Saved entries
────────────────

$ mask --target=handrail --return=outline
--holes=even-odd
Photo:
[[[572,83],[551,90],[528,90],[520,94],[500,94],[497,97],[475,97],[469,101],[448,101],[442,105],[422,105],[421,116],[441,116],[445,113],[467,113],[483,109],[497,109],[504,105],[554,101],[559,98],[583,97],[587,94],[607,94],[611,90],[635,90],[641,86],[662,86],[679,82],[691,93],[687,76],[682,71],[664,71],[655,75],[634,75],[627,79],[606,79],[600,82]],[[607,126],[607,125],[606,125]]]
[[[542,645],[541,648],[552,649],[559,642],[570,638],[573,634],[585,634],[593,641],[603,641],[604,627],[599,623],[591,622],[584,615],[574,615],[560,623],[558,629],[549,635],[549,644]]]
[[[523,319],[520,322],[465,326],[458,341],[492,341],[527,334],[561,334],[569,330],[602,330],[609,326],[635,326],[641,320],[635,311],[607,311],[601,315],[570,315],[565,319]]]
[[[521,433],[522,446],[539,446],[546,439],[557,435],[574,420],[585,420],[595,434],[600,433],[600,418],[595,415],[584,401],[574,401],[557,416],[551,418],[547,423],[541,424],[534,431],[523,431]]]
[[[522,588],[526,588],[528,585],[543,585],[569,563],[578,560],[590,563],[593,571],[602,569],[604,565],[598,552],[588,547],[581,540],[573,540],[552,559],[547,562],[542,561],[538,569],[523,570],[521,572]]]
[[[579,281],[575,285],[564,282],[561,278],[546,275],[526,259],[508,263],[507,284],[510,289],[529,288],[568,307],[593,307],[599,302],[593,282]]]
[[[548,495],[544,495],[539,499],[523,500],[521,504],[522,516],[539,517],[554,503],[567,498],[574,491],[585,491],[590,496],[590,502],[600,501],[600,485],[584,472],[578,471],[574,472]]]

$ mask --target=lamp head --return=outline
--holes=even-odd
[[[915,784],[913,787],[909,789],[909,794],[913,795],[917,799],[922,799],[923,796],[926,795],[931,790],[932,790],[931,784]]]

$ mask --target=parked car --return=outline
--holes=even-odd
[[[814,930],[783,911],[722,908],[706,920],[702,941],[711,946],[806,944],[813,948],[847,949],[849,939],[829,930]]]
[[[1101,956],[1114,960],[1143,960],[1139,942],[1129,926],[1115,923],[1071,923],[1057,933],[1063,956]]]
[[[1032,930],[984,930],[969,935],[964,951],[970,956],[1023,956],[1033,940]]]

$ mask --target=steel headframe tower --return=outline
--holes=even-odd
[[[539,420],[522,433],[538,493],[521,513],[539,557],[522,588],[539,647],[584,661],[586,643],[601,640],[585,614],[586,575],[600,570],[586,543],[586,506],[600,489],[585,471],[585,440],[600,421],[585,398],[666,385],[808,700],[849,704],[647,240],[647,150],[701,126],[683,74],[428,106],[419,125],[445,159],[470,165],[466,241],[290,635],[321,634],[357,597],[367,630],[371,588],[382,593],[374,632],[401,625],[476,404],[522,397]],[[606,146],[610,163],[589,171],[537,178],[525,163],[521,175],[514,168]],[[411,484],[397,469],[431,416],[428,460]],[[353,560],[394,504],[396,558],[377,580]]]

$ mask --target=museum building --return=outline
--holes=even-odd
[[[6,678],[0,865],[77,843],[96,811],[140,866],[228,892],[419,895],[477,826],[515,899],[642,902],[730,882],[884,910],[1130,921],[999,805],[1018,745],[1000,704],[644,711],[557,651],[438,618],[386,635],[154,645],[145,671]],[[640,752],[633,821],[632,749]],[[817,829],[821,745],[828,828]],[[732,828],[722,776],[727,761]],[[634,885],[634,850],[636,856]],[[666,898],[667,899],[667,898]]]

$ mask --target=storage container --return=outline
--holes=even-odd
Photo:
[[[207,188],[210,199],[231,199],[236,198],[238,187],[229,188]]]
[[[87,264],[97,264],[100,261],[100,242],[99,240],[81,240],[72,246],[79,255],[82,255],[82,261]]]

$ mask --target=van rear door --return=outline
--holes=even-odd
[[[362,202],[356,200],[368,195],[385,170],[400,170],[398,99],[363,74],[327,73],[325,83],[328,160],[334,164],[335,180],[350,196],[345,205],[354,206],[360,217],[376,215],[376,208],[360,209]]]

────────────────

■ **PROBLEM DESCRIPTION**:
Search each line of the entries for the string "return", then say how many lines have it. Reply with the number only.

■ **RESPONSE**:
7